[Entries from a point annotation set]
□ □ □ □ □ □ □

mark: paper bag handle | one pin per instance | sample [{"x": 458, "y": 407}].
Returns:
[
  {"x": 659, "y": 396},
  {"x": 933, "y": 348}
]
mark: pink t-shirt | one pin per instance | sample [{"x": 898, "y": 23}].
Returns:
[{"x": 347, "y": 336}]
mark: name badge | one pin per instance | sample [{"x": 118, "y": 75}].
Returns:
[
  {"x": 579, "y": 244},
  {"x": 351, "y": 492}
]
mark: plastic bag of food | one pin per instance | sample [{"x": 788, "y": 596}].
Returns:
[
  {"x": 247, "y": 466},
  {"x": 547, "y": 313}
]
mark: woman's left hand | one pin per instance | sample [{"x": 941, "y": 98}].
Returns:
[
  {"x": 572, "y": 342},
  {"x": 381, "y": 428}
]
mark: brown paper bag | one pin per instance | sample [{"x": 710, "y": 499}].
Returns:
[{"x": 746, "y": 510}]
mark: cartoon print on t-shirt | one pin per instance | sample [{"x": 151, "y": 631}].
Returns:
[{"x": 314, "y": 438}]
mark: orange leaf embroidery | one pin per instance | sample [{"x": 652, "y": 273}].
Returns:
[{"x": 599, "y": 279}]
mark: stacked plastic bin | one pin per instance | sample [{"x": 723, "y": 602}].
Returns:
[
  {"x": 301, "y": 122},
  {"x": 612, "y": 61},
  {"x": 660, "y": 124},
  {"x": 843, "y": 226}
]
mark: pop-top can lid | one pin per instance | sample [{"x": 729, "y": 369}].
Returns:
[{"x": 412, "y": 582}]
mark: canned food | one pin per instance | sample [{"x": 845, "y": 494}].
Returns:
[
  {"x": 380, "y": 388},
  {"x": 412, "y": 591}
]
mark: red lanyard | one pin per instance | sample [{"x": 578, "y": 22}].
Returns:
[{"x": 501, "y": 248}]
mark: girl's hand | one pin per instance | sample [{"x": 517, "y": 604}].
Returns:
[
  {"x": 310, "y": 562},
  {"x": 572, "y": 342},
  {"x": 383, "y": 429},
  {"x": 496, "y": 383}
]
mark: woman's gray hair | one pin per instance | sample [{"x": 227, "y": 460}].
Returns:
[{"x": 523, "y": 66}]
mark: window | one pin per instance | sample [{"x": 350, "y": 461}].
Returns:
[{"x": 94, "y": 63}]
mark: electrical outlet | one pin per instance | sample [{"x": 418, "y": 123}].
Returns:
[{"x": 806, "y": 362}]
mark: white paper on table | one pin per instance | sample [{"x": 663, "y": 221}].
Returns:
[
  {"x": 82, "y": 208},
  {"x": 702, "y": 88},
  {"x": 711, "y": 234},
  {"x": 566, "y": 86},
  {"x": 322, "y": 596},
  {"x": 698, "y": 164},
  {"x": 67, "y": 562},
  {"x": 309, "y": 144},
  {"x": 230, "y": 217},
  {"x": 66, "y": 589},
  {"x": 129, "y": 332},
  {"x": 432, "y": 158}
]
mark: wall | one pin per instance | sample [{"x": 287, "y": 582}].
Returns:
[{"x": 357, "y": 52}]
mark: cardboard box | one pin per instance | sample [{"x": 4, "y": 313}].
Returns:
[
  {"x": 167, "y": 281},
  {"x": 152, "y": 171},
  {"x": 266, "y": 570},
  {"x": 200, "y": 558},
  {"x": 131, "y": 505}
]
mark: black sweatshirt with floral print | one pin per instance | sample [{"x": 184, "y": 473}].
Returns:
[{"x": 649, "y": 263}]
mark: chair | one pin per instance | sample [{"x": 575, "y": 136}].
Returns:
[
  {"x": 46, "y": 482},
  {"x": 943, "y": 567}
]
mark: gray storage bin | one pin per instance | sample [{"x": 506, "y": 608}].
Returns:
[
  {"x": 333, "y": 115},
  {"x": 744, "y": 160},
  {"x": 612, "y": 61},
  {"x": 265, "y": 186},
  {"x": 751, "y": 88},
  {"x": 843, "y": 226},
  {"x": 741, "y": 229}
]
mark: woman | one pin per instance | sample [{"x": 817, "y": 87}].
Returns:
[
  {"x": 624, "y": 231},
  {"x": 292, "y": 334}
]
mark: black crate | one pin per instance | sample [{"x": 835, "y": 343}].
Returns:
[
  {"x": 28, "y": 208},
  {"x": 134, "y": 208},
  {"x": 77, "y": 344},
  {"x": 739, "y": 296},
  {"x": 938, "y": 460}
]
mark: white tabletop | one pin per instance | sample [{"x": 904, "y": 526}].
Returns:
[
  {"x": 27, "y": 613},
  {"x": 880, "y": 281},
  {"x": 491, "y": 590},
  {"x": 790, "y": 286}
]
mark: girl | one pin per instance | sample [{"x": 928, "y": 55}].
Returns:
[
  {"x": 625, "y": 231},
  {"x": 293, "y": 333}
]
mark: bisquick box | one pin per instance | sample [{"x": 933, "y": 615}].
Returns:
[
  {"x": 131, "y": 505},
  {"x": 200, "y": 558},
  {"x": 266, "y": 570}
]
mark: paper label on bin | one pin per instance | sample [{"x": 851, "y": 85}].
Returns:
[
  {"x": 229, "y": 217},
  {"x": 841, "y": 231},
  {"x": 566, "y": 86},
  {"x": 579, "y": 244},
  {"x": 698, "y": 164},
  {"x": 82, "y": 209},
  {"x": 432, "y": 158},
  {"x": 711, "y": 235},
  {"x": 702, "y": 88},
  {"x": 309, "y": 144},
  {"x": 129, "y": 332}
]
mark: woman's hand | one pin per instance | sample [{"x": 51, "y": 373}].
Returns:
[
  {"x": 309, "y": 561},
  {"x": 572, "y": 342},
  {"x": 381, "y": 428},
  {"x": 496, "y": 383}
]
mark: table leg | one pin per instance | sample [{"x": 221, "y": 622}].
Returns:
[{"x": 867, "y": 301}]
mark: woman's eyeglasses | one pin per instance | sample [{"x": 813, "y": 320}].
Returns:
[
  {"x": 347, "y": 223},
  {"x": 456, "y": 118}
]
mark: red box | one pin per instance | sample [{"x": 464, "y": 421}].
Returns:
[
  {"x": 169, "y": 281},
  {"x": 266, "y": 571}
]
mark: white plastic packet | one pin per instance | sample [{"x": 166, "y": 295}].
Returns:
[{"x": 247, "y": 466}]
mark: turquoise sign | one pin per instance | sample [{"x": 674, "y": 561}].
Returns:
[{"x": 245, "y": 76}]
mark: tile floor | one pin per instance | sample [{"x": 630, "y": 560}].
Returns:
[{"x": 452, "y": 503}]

□ □ □ □ □ □ □

Repeat each record in full; every line must match exactly.

SOLUTION FOR THIS PROBLEM ::
mark: paper bag handle | one pin per instance | sample [{"x": 458, "y": 407}].
Returns:
[
  {"x": 659, "y": 396},
  {"x": 933, "y": 348}
]
mark: pink t-shirt | one pin per instance | sample [{"x": 898, "y": 23}].
Returns:
[{"x": 347, "y": 336}]
mark: name badge | one pin per instance | sample [{"x": 118, "y": 75}].
Returns:
[
  {"x": 579, "y": 244},
  {"x": 351, "y": 492}
]
mark: plastic bag of food | one pin per instance | sample [{"x": 788, "y": 596}].
Returns:
[
  {"x": 247, "y": 466},
  {"x": 547, "y": 313}
]
mark: woman's left hand | one pin per instance | sample [{"x": 941, "y": 98}].
Returns:
[
  {"x": 572, "y": 342},
  {"x": 381, "y": 428}
]
mark: brown paper bag | one pin per instance | sample [{"x": 710, "y": 499}].
Returns:
[{"x": 746, "y": 510}]
mark: cartoon print on t-shirt | one pin per instance | sample [{"x": 151, "y": 631}].
Returns:
[{"x": 314, "y": 438}]
mark: orange leaf embroidery | one pin per instance | sample [{"x": 652, "y": 273}].
Returns:
[{"x": 599, "y": 279}]
mark: stacked plastic bin | one pin per instance | sample [{"x": 723, "y": 602}].
Returns:
[
  {"x": 301, "y": 122},
  {"x": 612, "y": 61},
  {"x": 660, "y": 124},
  {"x": 843, "y": 226}
]
mark: pop-top can lid | one pin per instance | sample [{"x": 729, "y": 369}].
Returns:
[{"x": 412, "y": 582}]
mark: canned food | one pin per instance | sample [{"x": 845, "y": 494}].
Returns:
[
  {"x": 380, "y": 388},
  {"x": 412, "y": 591}
]
mark: red lanyard | one pin per instance | sample [{"x": 578, "y": 22}].
Returns:
[{"x": 501, "y": 248}]
mark: girl's hand | one pin per instance | sample [{"x": 517, "y": 604}].
Returns:
[
  {"x": 310, "y": 562},
  {"x": 572, "y": 342},
  {"x": 383, "y": 429},
  {"x": 496, "y": 383}
]
mark: woman's gray hair | one pin per instance | sample [{"x": 227, "y": 460}].
Returns:
[{"x": 523, "y": 66}]
mark: window | one pin per instance | sample [{"x": 350, "y": 461}].
Returns:
[{"x": 94, "y": 63}]
mark: electrical outlet | one pin per instance | sample [{"x": 418, "y": 123}].
Returns:
[{"x": 806, "y": 362}]
mark: white paper on table | one pin per instance | sample [{"x": 663, "y": 221}].
Returns:
[
  {"x": 82, "y": 208},
  {"x": 702, "y": 88},
  {"x": 711, "y": 234},
  {"x": 566, "y": 86},
  {"x": 322, "y": 596},
  {"x": 698, "y": 164},
  {"x": 67, "y": 562},
  {"x": 309, "y": 144},
  {"x": 230, "y": 217},
  {"x": 66, "y": 589},
  {"x": 129, "y": 332},
  {"x": 432, "y": 158}
]
mark: wall | one pin per instance | sample [{"x": 287, "y": 582}].
Returns:
[{"x": 357, "y": 52}]
mark: cardboard box | one pin per instance | sample [{"x": 4, "y": 313}].
Returns:
[
  {"x": 167, "y": 281},
  {"x": 152, "y": 171},
  {"x": 266, "y": 570},
  {"x": 200, "y": 558},
  {"x": 131, "y": 505}
]
mark: black sweatshirt with floral print | one pin per instance | sample [{"x": 184, "y": 473}].
Returns:
[{"x": 649, "y": 263}]
mark: chair | one pin per instance | sample [{"x": 575, "y": 136}].
Returns:
[
  {"x": 46, "y": 482},
  {"x": 943, "y": 567}
]
mark: gray storage bin | one pin per instance | sample [{"x": 506, "y": 608}].
Returns:
[
  {"x": 333, "y": 115},
  {"x": 744, "y": 160},
  {"x": 612, "y": 61},
  {"x": 265, "y": 186},
  {"x": 751, "y": 88},
  {"x": 843, "y": 226},
  {"x": 741, "y": 229}
]
mark: woman | one pin per instance | sample [{"x": 817, "y": 87}].
Returns:
[
  {"x": 624, "y": 231},
  {"x": 292, "y": 334}
]
mark: black crate | one pin per instance | sample [{"x": 835, "y": 343}].
Returns:
[
  {"x": 28, "y": 208},
  {"x": 134, "y": 208},
  {"x": 77, "y": 344},
  {"x": 739, "y": 296},
  {"x": 938, "y": 460}
]
mark: white tabletop | one pin per instance | sample [{"x": 904, "y": 526}].
Returns:
[
  {"x": 27, "y": 613},
  {"x": 880, "y": 281},
  {"x": 491, "y": 590},
  {"x": 790, "y": 286}
]
mark: girl | one pin per instance | sample [{"x": 928, "y": 55}].
Returns:
[
  {"x": 625, "y": 231},
  {"x": 293, "y": 333}
]
mark: bisquick box | one pin per instance | sample [{"x": 933, "y": 615}].
Returns:
[
  {"x": 131, "y": 505},
  {"x": 200, "y": 558},
  {"x": 266, "y": 570}
]
mark: paper label on bin | one pin per instance | sample [{"x": 851, "y": 85}].
Returns:
[
  {"x": 229, "y": 217},
  {"x": 841, "y": 231},
  {"x": 566, "y": 86},
  {"x": 579, "y": 244},
  {"x": 698, "y": 164},
  {"x": 82, "y": 209},
  {"x": 432, "y": 158},
  {"x": 711, "y": 235},
  {"x": 702, "y": 88},
  {"x": 309, "y": 144},
  {"x": 129, "y": 332}
]
mark: woman's hand | one pin per instance | sample [{"x": 51, "y": 373}].
Returns:
[
  {"x": 309, "y": 561},
  {"x": 572, "y": 342},
  {"x": 381, "y": 428},
  {"x": 496, "y": 383}
]
mark: table leg | one pin per instance | sample [{"x": 221, "y": 622}].
Returns:
[{"x": 867, "y": 301}]
mark: woman's eyeglasses | one pin per instance | sample [{"x": 813, "y": 320}].
Returns:
[
  {"x": 347, "y": 223},
  {"x": 456, "y": 118}
]
mark: red box | one pin per instance | sample [{"x": 464, "y": 421}].
Returns:
[
  {"x": 169, "y": 281},
  {"x": 266, "y": 571}
]
mark: white plastic packet | one pin per instance | sample [{"x": 166, "y": 295}].
Returns:
[{"x": 247, "y": 466}]
mark: turquoise sign | one pin per instance | sample [{"x": 674, "y": 561}].
Returns:
[{"x": 245, "y": 76}]
mark: tile floor | one pin per instance | sample [{"x": 630, "y": 560}].
Returns:
[{"x": 452, "y": 503}]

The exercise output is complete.